■ WHAT YOU SHOULD DO: What follows is a listing to be transcribed exactly.

■ Pointing records:
_ _ _ _

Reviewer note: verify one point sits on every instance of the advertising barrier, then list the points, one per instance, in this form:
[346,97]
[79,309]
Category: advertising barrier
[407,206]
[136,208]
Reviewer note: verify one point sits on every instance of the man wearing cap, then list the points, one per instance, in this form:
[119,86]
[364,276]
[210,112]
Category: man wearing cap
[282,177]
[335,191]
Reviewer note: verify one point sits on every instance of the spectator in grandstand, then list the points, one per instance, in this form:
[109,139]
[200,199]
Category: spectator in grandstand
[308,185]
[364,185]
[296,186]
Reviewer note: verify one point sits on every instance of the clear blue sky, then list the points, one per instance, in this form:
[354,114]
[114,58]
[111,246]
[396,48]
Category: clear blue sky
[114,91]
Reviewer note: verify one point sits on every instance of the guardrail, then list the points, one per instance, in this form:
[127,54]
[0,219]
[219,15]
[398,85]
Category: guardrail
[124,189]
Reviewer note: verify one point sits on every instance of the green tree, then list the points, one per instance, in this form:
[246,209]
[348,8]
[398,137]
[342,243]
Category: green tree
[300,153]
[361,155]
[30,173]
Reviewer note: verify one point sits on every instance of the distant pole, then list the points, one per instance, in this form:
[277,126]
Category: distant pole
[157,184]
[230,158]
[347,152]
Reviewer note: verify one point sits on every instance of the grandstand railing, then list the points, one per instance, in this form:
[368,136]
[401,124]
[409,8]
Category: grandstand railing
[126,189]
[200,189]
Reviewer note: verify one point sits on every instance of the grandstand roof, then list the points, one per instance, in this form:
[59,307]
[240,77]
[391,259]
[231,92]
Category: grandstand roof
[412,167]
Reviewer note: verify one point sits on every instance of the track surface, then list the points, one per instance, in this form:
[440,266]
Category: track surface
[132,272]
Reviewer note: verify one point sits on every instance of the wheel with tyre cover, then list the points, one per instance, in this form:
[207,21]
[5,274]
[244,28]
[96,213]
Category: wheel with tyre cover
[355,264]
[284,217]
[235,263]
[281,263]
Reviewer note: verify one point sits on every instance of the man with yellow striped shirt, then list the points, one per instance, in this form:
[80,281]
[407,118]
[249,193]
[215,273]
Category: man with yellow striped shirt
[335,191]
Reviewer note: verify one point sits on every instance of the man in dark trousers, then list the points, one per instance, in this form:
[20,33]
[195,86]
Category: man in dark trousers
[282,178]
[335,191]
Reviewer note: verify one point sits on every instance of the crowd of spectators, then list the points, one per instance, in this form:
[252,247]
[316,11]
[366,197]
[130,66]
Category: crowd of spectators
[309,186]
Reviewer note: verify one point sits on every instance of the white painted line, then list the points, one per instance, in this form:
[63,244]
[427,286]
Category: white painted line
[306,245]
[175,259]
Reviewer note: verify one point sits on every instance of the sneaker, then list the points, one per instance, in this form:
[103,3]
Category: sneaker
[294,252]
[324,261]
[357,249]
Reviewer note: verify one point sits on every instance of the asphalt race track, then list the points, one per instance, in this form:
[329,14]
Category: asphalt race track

_ _ _ _

■ ANSWER TO THIS PROBLEM:
Reviewer note: verify one point sits on every instance of the advertising barrier, then list the points, one per instance, in this form:
[346,97]
[79,309]
Category: advertising barrier
[407,206]
[136,208]
Reviewer note: verify one point sits on every instance of the man wearing cap, then list the points, one per instance, in this form:
[119,86]
[364,276]
[210,112]
Category: man wearing cap
[282,177]
[335,191]
Reviewer note: verify one point sits on every instance of the spectator in grandstand, then list the points, one per instance, in this form:
[109,139]
[200,199]
Category: spectator in grandstand
[308,185]
[364,185]
[296,186]
Reviewer note: verify one point sits on every instance of the clear blue sky, then list the points, one per instance, in this form:
[354,114]
[114,58]
[111,246]
[396,48]
Category: clear blue sky
[114,91]
Reviewer note: verify one point sits on every instance of the guardrail, then list the points, one per instance, in this form:
[127,54]
[0,219]
[219,15]
[398,85]
Category: guardrail
[124,189]
Reviewer note: verify one point sits on every instance of the green tree, then list the points, one per instance, in this form:
[246,209]
[348,8]
[398,137]
[342,243]
Category: green tree
[300,153]
[361,155]
[30,173]
Reviewer note: verify one point sits on every instance of the distant pole, then list the points, one per instance, in this form:
[277,126]
Category: distant pole
[157,184]
[230,158]
[347,152]
Reviewer note: verify one point sits on every instance of the grandstand railing, then list the points, one per instance, in this form:
[368,136]
[401,124]
[409,8]
Category: grandstand railing
[126,189]
[200,189]
Reviewer note: verify one point sits on every instance of the grandstand roof, then list the points, one per instance, in this form:
[59,307]
[240,77]
[391,259]
[231,92]
Category: grandstand roof
[412,167]
Reviewer note: verify one point sits on every instance of the track surface, then list the points, one per instance, in this form:
[440,266]
Category: track surface
[132,272]
Reviewer note: verify one point sits on every instance of the wheel with tyre cover, then list the points, one per instance, in this form:
[207,21]
[5,274]
[244,28]
[96,213]
Category: wheel with tyre cover
[355,264]
[284,217]
[235,263]
[281,263]
Reviewer note: verify one point sits on every instance of the man with yellow striped shirt, then list the points, one per instance, in this form:
[80,281]
[407,118]
[249,193]
[215,273]
Category: man with yellow striped shirt
[335,191]
Reviewer note: verify one point sits on every instance of the man in dark trousers, then list the points, one per instance, in this form:
[20,33]
[195,86]
Category: man in dark trousers
[282,178]
[335,191]
Reviewer note: verify one point sits on every instance of the crowd of spectators, then list the points, one per instance, in this form:
[252,247]
[316,11]
[366,197]
[130,66]
Category: crowd of spectators
[309,186]
Reviewer note: verify one point sits on every instance of the white painted line, then list the points, one per instance, in this form:
[63,244]
[427,286]
Category: white painted line
[306,245]
[175,259]
Reviewer note: verify one point sits on every instance of the sneaker, then list the points, one per instance, in this form:
[103,3]
Category: sneaker
[294,252]
[324,261]
[357,249]
Reviewer note: verify one point sits on every instance of the asphalt race track, then list the points, one per instance, in this form:
[329,14]
Category: asphalt race track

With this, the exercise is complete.